━━━ Records for processing ━━━
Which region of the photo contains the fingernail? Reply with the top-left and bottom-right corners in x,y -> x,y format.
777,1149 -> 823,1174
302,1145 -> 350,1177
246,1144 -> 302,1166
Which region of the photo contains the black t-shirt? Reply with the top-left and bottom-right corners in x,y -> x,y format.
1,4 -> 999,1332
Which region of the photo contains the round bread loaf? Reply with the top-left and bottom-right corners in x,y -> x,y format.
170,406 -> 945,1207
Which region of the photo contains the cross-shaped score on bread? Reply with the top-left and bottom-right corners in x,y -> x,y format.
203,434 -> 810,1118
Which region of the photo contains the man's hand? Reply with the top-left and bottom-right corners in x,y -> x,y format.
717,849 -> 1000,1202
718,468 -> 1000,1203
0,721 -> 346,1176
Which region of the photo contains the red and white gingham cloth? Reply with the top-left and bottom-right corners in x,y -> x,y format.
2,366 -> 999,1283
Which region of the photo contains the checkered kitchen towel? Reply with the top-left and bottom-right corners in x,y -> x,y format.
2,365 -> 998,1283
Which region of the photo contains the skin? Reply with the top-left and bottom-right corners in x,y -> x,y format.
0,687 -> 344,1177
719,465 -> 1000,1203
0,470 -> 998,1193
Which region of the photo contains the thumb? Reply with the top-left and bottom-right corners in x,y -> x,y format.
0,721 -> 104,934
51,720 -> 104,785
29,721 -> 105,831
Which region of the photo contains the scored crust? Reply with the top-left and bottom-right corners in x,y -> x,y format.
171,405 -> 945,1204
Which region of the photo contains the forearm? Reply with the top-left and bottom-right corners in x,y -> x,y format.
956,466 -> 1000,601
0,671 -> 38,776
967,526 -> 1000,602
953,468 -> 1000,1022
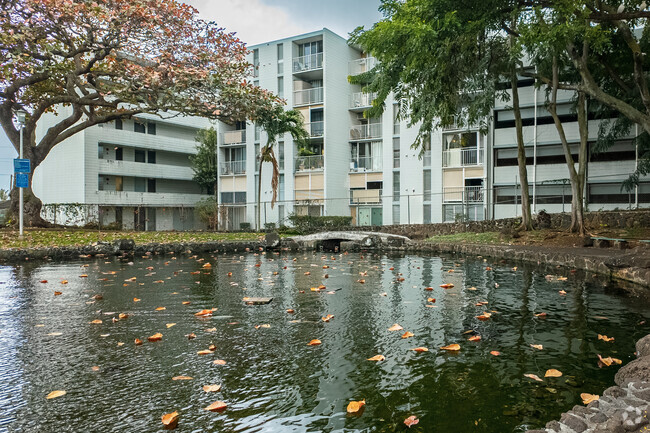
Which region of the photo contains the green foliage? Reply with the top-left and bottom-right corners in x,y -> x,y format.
195,197 -> 219,229
287,215 -> 352,233
190,127 -> 219,195
239,222 -> 252,231
0,189 -> 8,201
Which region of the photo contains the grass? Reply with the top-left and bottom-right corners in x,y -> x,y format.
425,231 -> 506,244
0,229 -> 265,250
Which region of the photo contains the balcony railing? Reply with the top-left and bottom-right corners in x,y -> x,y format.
295,155 -> 324,172
293,53 -> 323,73
443,186 -> 485,203
349,57 -> 377,76
220,160 -> 246,175
349,92 -> 377,109
349,123 -> 382,140
350,188 -> 382,205
294,87 -> 323,106
222,130 -> 246,145
442,147 -> 484,168
305,121 -> 324,138
350,156 -> 382,172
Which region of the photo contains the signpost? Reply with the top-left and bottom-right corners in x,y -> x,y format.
14,156 -> 30,236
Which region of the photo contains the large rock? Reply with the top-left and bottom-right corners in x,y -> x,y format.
265,231 -> 281,248
113,238 -> 135,252
615,357 -> 650,386
636,335 -> 650,358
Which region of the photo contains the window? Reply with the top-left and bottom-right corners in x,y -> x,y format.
255,143 -> 260,172
393,172 -> 400,201
234,192 -> 246,204
253,49 -> 259,77
393,137 -> 400,168
147,178 -> 156,193
277,43 -> 284,74
147,122 -> 156,135
298,41 -> 323,56
147,151 -> 156,164
423,170 -> 431,202
134,121 -> 146,134
392,204 -> 400,224
115,147 -> 123,161
98,145 -> 105,159
279,174 -> 285,201
255,123 -> 261,142
278,141 -> 285,170
278,77 -> 284,98
98,176 -> 104,191
423,204 -> 431,224
115,176 -> 123,192
134,178 -> 146,192
393,103 -> 400,135
115,119 -> 123,130
135,150 -> 146,163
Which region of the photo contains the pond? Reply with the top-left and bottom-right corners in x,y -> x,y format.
1,251 -> 649,433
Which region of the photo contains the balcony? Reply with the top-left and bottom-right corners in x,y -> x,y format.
442,147 -> 484,168
350,189 -> 382,205
293,53 -> 323,73
443,186 -> 485,203
294,87 -> 323,106
295,155 -> 324,172
98,160 -> 193,181
220,160 -> 246,175
442,115 -> 479,131
349,92 -> 377,110
305,121 -> 324,138
349,57 -> 377,76
93,190 -> 209,206
222,130 -> 246,145
349,123 -> 382,140
350,156 -> 382,172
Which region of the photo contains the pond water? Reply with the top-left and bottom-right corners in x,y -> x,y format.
1,251 -> 649,433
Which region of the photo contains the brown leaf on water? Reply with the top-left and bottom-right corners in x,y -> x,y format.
490,351 -> 501,356
90,319 -> 102,324
118,313 -> 129,320
202,263 -> 212,269
46,390 -> 66,399
194,309 -> 213,317
40,280 -> 48,283
204,401 -> 227,412
545,369 -> 563,378
524,374 -> 543,382
388,323 -> 403,332
597,354 -> 622,367
440,344 -> 461,351
197,349 -> 214,355
91,366 -> 100,372
60,280 -> 68,285
133,298 -> 141,302
440,283 -> 454,289
346,399 -> 366,414
404,415 -> 419,428
148,333 -> 163,342
427,298 -> 436,303
172,376 -> 193,381
134,338 -> 143,346
213,359 -> 226,365
79,274 -> 88,278
367,355 -> 385,362
54,291 -> 62,296
307,339 -> 322,346
182,301 -> 191,305
468,335 -> 481,342
322,314 -> 334,322
286,309 -> 295,314
530,344 -> 544,350
581,393 -> 599,405
534,312 -> 547,318
203,384 -> 221,392
155,307 -> 166,311
411,347 -> 429,353
401,331 -> 414,339
476,313 -> 491,321
186,333 -> 196,340
166,323 -> 176,328
161,411 -> 179,430
425,287 -> 434,291
598,334 -> 615,342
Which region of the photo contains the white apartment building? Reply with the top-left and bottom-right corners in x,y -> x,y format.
33,109 -> 212,230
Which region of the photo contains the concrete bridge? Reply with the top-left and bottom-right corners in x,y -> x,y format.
288,231 -> 410,251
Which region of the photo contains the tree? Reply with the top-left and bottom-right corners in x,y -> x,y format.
350,0 -> 535,229
0,0 -> 277,226
190,127 -> 219,230
0,188 -> 8,201
255,106 -> 309,231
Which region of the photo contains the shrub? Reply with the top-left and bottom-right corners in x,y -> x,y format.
195,198 -> 219,230
264,222 -> 276,231
287,215 -> 352,233
239,222 -> 251,231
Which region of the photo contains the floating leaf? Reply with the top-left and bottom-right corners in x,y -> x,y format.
202,263 -> 212,269
162,410 -> 179,429
425,287 -> 434,291
411,347 -> 429,352
427,298 -> 436,303
490,351 -> 501,356
134,338 -> 143,346
148,333 -> 163,342
213,359 -> 226,365
367,355 -> 385,362
322,314 -> 334,322
307,339 -> 322,346
118,313 -> 129,320
46,390 -> 66,400
534,312 -> 547,318
581,393 -> 599,405
286,309 -> 295,314
440,344 -> 461,351
388,323 -> 403,332
91,366 -> 100,372
440,283 -> 454,289
476,313 -> 491,321
204,401 -> 227,412
524,374 -> 543,382
468,335 -> 481,342
172,376 -> 193,381
404,415 -> 419,428
182,301 -> 191,305
530,344 -> 543,350
598,334 -> 615,342
186,333 -> 196,340
545,369 -> 563,378
54,291 -> 62,296
155,307 -> 166,311
194,309 -> 213,317
597,354 -> 622,367
346,399 -> 366,414
61,280 -> 68,285
203,384 -> 221,392
166,323 -> 176,328
133,298 -> 141,302
90,319 -> 102,324
197,349 -> 214,355
559,290 -> 567,295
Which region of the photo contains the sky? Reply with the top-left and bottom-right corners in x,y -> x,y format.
0,0 -> 383,191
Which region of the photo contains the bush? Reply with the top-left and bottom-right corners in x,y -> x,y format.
287,215 -> 352,233
239,222 -> 251,231
195,198 -> 219,230
264,222 -> 276,231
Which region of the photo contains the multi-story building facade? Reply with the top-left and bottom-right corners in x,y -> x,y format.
33,109 -> 212,230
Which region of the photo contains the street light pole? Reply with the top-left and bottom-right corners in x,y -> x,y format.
16,110 -> 26,238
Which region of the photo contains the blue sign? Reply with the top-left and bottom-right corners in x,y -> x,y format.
14,158 -> 31,173
15,173 -> 29,188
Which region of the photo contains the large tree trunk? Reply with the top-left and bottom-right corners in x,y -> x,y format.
9,172 -> 51,228
510,69 -> 534,231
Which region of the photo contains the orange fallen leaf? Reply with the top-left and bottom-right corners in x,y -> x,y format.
213,359 -> 226,365
54,291 -> 62,296
134,338 -> 143,346
440,344 -> 461,351
186,333 -> 196,339
346,399 -> 366,414
203,384 -> 221,392
440,283 -> 454,289
194,309 -> 213,317
404,415 -> 419,428
534,312 -> 547,318
307,339 -> 322,346
90,319 -> 102,324
468,335 -> 481,342
91,366 -> 100,372
597,354 -> 622,367
148,333 -> 163,342
559,290 -> 567,295
286,309 -> 295,314
388,323 -> 403,332
40,280 -> 48,283
79,274 -> 88,278
166,323 -> 176,328
401,331 -> 414,339
161,411 -> 179,430
304,271 -> 311,275
581,393 -> 599,405
118,313 -> 128,320
172,376 -> 193,381
254,324 -> 271,329
490,351 -> 501,356
204,401 -> 227,412
598,334 -> 615,342
60,280 -> 68,285
133,298 -> 141,302
367,355 -> 385,362
197,349 -> 214,355
530,344 -> 544,350
545,369 -> 563,378
427,298 -> 436,303
322,314 -> 334,322
202,263 -> 212,269
524,373 -> 543,382
227,272 -> 232,277
155,307 -> 166,311
182,301 -> 191,305
46,390 -> 66,399
411,347 -> 429,352
425,287 -> 434,291
476,313 -> 491,321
━━━
:: Work request ::
All lines from the one with "Which region of the photo contains the street" through the end of the material above are to be printed exactly, and only those.

:: Solution for this problem ::
Which region of the photo contains the street light pole? Reply with the top-left and bottom-right corners in x,y -> x,y format.
16,110 -> 26,238
Which region of the photo contains the blue sign? Reply with the top-left and bottom-right corners in x,y -> x,y format.
14,158 -> 31,173
15,173 -> 29,188
Which region of the photo contains the large tree trunk? Reply with the top-left and bottom-right corners in x,y -> x,y format.
9,172 -> 51,228
510,69 -> 534,231
Which region of the photo contains the orange fallen leaf? Reply with the top-left and bottom-right corners in x,y -> x,y format.
213,359 -> 226,365
54,291 -> 62,296
134,338 -> 143,346
440,344 -> 461,351
186,333 -> 196,339
346,399 -> 366,414
203,384 -> 221,392
440,283 -> 454,289
194,309 -> 213,317
404,415 -> 419,428
534,312 -> 547,318
307,339 -> 322,346
90,319 -> 102,324
468,335 -> 481,342
91,366 -> 100,372
597,354 -> 622,367
148,333 -> 163,342
559,290 -> 567,295
286,309 -> 295,314
388,323 -> 403,332
40,280 -> 48,283
79,274 -> 88,278
166,323 -> 176,328
401,331 -> 414,339
161,411 -> 179,430
304,271 -> 311,275
581,393 -> 599,405
118,313 -> 128,320
172,376 -> 193,381
254,324 -> 271,329
490,351 -> 501,356
204,401 -> 227,412
598,334 -> 615,342
60,280 -> 68,285
133,298 -> 141,302
367,355 -> 385,362
197,349 -> 214,355
530,344 -> 544,350
545,369 -> 563,378
427,298 -> 436,303
322,314 -> 334,322
202,263 -> 212,269
524,373 -> 543,382
227,272 -> 232,277
155,307 -> 166,311
182,301 -> 191,305
46,390 -> 66,399
411,347 -> 429,352
425,287 -> 434,291
476,313 -> 491,321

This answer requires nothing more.